(Stored dataset items)
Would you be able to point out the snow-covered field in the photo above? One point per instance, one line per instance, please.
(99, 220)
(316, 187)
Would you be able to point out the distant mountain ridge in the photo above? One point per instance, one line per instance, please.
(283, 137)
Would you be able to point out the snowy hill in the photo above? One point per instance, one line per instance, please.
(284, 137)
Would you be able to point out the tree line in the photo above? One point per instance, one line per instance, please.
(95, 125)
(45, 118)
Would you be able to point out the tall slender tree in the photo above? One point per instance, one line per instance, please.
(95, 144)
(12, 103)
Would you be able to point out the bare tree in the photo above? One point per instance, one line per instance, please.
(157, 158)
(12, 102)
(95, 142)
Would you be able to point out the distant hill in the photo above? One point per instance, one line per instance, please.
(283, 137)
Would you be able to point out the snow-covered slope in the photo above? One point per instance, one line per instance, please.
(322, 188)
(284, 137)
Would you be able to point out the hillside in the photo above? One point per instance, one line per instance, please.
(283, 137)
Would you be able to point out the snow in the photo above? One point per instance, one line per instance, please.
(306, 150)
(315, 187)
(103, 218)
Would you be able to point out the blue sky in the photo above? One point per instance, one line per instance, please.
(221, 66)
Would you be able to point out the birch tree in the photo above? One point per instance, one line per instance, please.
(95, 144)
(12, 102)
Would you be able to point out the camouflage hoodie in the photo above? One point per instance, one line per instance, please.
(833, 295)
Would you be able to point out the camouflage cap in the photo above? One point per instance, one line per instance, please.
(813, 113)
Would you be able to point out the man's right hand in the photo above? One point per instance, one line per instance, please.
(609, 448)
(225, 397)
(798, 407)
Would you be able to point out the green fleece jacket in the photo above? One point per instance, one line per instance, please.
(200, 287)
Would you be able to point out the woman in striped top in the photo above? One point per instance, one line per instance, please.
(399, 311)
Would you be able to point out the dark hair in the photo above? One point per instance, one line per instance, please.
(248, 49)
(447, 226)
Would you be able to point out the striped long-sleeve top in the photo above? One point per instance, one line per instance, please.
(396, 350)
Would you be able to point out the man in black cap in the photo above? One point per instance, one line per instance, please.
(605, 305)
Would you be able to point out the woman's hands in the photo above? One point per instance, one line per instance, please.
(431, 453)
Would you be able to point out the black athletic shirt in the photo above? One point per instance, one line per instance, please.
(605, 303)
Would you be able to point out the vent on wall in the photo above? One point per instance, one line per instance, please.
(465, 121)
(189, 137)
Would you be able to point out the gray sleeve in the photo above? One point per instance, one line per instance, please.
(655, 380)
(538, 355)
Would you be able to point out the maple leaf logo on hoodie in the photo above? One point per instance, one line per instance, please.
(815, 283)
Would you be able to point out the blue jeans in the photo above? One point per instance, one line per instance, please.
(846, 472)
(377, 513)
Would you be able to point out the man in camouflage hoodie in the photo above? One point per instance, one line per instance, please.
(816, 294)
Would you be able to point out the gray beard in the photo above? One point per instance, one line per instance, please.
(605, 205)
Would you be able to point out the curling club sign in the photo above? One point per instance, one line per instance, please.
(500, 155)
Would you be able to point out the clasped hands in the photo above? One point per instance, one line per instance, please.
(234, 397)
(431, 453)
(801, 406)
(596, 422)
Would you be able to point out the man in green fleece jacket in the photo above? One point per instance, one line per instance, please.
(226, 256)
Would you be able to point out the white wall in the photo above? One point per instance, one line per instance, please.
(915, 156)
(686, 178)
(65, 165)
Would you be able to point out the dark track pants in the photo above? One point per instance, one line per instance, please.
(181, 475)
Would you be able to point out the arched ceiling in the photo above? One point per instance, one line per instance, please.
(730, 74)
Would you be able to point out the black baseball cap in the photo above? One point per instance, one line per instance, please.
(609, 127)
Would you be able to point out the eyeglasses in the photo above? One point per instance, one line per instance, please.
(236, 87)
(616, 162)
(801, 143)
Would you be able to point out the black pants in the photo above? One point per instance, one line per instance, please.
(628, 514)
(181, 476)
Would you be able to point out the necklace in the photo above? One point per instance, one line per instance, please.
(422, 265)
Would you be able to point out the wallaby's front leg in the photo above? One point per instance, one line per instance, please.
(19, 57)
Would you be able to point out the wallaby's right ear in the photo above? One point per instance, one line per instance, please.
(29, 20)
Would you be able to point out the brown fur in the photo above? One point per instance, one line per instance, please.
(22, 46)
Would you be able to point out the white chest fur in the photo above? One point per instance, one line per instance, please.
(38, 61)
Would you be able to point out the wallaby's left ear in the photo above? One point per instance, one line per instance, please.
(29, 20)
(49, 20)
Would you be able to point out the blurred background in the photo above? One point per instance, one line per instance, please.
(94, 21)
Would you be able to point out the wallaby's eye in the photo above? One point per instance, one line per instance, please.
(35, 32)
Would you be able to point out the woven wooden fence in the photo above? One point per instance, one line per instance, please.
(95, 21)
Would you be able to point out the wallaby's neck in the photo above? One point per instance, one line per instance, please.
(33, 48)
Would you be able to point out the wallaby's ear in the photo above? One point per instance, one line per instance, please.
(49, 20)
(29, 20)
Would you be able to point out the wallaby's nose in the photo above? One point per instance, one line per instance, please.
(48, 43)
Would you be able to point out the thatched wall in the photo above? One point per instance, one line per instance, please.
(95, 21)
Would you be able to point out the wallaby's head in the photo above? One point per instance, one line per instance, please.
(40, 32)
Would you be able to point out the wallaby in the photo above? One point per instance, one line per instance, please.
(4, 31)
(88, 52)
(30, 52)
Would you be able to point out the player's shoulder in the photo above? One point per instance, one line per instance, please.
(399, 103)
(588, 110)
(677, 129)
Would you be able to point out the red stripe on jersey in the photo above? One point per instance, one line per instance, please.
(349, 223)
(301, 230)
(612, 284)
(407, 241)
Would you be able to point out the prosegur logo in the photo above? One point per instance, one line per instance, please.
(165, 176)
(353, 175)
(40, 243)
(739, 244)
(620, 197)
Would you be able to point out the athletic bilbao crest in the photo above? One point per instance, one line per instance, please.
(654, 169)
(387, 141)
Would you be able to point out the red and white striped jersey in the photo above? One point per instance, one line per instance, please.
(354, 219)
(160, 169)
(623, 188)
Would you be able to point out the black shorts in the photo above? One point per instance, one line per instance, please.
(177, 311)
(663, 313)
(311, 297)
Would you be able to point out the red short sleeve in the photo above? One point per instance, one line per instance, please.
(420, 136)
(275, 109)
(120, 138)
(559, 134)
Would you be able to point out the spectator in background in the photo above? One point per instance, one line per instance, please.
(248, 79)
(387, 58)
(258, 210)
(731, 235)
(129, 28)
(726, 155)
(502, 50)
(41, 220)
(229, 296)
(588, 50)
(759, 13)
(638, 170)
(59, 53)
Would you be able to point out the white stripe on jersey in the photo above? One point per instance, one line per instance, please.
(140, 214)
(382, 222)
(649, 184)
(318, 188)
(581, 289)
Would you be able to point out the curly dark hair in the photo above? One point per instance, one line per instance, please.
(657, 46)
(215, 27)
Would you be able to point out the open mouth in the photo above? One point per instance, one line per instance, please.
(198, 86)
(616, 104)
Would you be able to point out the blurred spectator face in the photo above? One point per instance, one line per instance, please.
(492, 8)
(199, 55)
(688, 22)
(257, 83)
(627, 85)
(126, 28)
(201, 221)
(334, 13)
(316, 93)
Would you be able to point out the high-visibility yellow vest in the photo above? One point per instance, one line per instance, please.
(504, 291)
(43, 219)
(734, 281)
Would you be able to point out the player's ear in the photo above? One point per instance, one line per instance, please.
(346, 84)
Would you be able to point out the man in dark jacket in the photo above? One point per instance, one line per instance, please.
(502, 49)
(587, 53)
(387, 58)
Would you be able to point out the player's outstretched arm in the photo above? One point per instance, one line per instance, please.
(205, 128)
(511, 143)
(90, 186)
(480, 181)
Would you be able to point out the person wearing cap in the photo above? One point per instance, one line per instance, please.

### Set task
Return all of the above records exactly, leaving no line out.

### Task result
Would you be able to point out the snow-covered field in the photo above? One point per instance, one line per instance, please.
(99, 220)
(316, 187)
Would you be able to point out the distant mountain ridge in the photo above? One point per instance, one line per instance, please.
(283, 137)
Would you be able to point out the snowy hill in the photo above? One point per instance, one line per instance, please.
(284, 137)
Would you be able to point out the tree line in the photo above? One point per instance, one line per instance, please.
(95, 125)
(45, 118)
Would you be able to point out the tall slender tree in the photo above? One point per instance, one line per instance, please.
(95, 144)
(12, 103)
Would you be able to point out the bare tree in the photo above? One point per instance, one line per instance, please.
(157, 158)
(12, 102)
(95, 142)
Would you be able to point out the distant hill in the photo above? One point per instance, one line per instance, please.
(283, 137)
Would you be able to point out the snow-covered slope in the photo above? One point per instance, one line per instance, please.
(322, 188)
(284, 137)
Would you be able to point out the hillside in the photo above? One point per instance, one line per instance, please.
(283, 137)
Would you be able to point out the snow in the photo above? One point per instance, one line per instance, please.
(306, 150)
(315, 187)
(103, 218)
Would you be able to point out the blue sky in the photo above? One point per instance, one line per instance, please.
(221, 66)
Would you be able to point out the birch tree in the photo above? One point per instance, one line per instance, please.
(95, 144)
(12, 102)
Would you be able to point out the camouflage hoodie in the photo above? One point per instance, one line per instance, please.
(833, 295)
Would you be able to point out the camouflage cap in the photo above? One point per instance, one line per instance, please.
(813, 113)
Would you be able to point out the man's right hand in the photo above? One point per instance, one line per instance, please.
(609, 448)
(225, 397)
(798, 407)
Would you be able to point out the green fleece jacket in the photo above? One point per instance, one line per instance, please.
(200, 287)
Would you be able to point out the woman in striped top in the photo above? One point per instance, one line per instance, please.
(399, 311)
Would you be able to point out the dark hair in the photo above? One point per instance, one line per instance, please.
(248, 49)
(447, 226)
Would you be able to point out the striped long-sleeve top in the photo above? One point per instance, one line per instance, please.
(396, 350)
Would you be able to point out the man in black cap in the photo above? One point per instance, one line per instance, please.
(605, 305)
Would you be able to point out the woman's hands in the photo above? One point per instance, one line per instance, please.
(431, 453)
Would you be able to point out the black athletic shirt in the photo above? One point per instance, one line per instance, please.
(605, 303)
Would you be able to point out the vent on wall in the photo above? One point per instance, one line per instance, please.
(465, 121)
(189, 137)
Would you be able to point out the gray sleeve in the photo above? One point per instance, one line per instance, please.
(655, 380)
(538, 355)
Would you be able to point out the maple leaf logo on hoodie in the photo above? One point per instance, one line per instance, please.
(815, 283)
Would you be able to point out the blue jeans in the photo above? One point per instance, one line per instance, please.
(846, 472)
(377, 513)
Would you be able to point out the man in camouflage hoodie in the photo above? One point per instance, one line per instance, please.
(816, 294)
Would you be able to point out the gray beard in the photo above? One point per instance, one line per instance, please.
(605, 205)
Would you be able to point out the curling club sign in the photo above? One point per instance, one line per instance, please.
(500, 155)
Would you be able to point out the clasped hands in the photo above? One point per instance, one line per instance, please.
(234, 397)
(431, 453)
(801, 406)
(596, 422)
Would you be able to point out the man in green fleece jacket in the photo above? One point per instance, one line per instance, please.
(226, 256)
Would you be able to point out the white wall in the photo above? One point per instance, one line per instance, please.
(915, 156)
(686, 178)
(65, 165)
Would you be able to point out the dark track pants in the photo above? One point per instance, one line per instance, please.
(181, 475)
Would you be able to point out the arched ceiling in the photo above? One point per instance, one line per instance, please.
(730, 74)
Would you be able to point out the black baseball cap in the photo above? One point per instance, one line per instance, please.
(609, 127)
Would you be able to point out the eyeglasses in the photo above? One point per instance, one line per instance, please.
(236, 87)
(616, 162)
(801, 143)
Would you be able to point out the black pants in the photo above? One point per instance, one line per instance, please.
(628, 514)
(181, 476)
Would you be able to point out the necklace in the photo above? One point per instance, one line per instance, please.
(422, 265)
Would you be able to point out the wallaby's front leg in the photo above? One point per instance, one line per instance, please.
(19, 57)
Would you be able to point out the wallaby's right ear in the photo above? One point per instance, one line per instance, please.
(29, 20)
Would you be able to point out the brown fur in the photo above? One point per instance, one line per instance, please.
(22, 46)
Would you be able to point out the white chest fur in the photo above? One point per instance, one line per instance, please.
(38, 61)
Would you be able to point out the wallaby's left ear in the photo above? One point per instance, one line per instance, please.
(29, 20)
(49, 20)
Would you be able to point out the blurred background in the photo above? One point per instance, one line per instance, please.
(94, 21)
Would you be able to point out the wallaby's eye in the photo above? One point per instance, one line per instance, please.
(35, 32)
Would you be able to point out the woven wooden fence in the photo above? One point per instance, one line per instance, please.
(95, 21)
Would you be able to point out the wallaby's neck in the photo above? One point per instance, one line per instance, please.
(33, 48)
Would you be able to point out the wallaby's ear in the photo above? One point per instance, one line per instance, please.
(49, 20)
(29, 20)
Would you be able to point out the wallaby's nose in the photo above? One point per instance, one line per instance, please.
(48, 43)
Would you be able to point out the thatched wall in the photo above? One point per instance, one line per instance, please.
(95, 21)
Would you be able to point out the wallaby's head in the photo above? One point per instance, one line per instance, please.
(40, 32)
Would you be able to point out the wallaby in the photo above? One point per instance, one line per instance, please.
(4, 31)
(88, 52)
(30, 52)
Would you be able to point out the player's shoulder in the photo above? One point per instance, one line per instance, please.
(399, 103)
(588, 110)
(677, 129)
Would you be able to point out the red stripe on jersey in the photo above? One point per instance, one line per instance, please.
(349, 223)
(301, 230)
(612, 284)
(407, 241)
Would you be able to point out the prosegur logo in the photo above? One point per instance, one line per instance, please.
(165, 176)
(353, 175)
(40, 243)
(739, 244)
(620, 197)
Would you be able to point out the athletic bilbao crest in the photo above? One point per instance, one line per instance, please.
(654, 169)
(387, 141)
Would you be able to point out the red and white striped jersey in the photo above? One point per instance, one line per instance, please.
(354, 219)
(160, 169)
(623, 188)
Would you be able to point out the black shorts in the photo above? One point per instance, one line per instance, please.
(177, 311)
(663, 313)
(311, 297)
Would you be able to point out the red short sleeve in the photo above? One point per instance, one line per instance, please.
(420, 136)
(275, 109)
(120, 138)
(559, 134)
Would you be able to point out the spectator in background in the photo above? One point per instance, one line per instance, please.
(248, 79)
(387, 58)
(258, 210)
(731, 235)
(129, 28)
(726, 155)
(502, 50)
(41, 220)
(229, 296)
(588, 50)
(759, 13)
(638, 170)
(59, 53)
Would you be able to point out the white stripe on jersey in the photo above? One point per instance, one line per instance, please.
(140, 214)
(382, 222)
(649, 184)
(318, 188)
(581, 289)
Would you be able to point out the curly dark hair in the photo above? One point per instance, one line per instance, please.
(657, 46)
(215, 27)
Would you be able to point out the open mouth in the photo above? One point per instance, one line per instance, please.
(198, 86)
(616, 104)
Would you be able to point out the blurred spectator face in the photo above? One point per instance, one line per instance, please.
(492, 8)
(199, 55)
(688, 22)
(257, 83)
(627, 85)
(126, 28)
(201, 221)
(334, 13)
(316, 93)
Would you be able to point out the high-visibility yellow vest in the photo above? One point per instance, one line per instance, please.
(504, 291)
(43, 219)
(734, 281)
Would you be able to point out the player's ear in the photo above? One point per instance, one line per instance, please.
(346, 84)
Would you be able to point out the man in dark jacket in the photo above? One point per instance, one line per instance, please.
(502, 49)
(587, 53)
(387, 58)
Would you be able to point out the player's outstretched arm in the photo above? One point per instance, one line per instance, please.
(205, 128)
(511, 143)
(90, 186)
(480, 181)
Would you be able to point out the person wearing cap in the photo above? One point per instance, one line per instance, please.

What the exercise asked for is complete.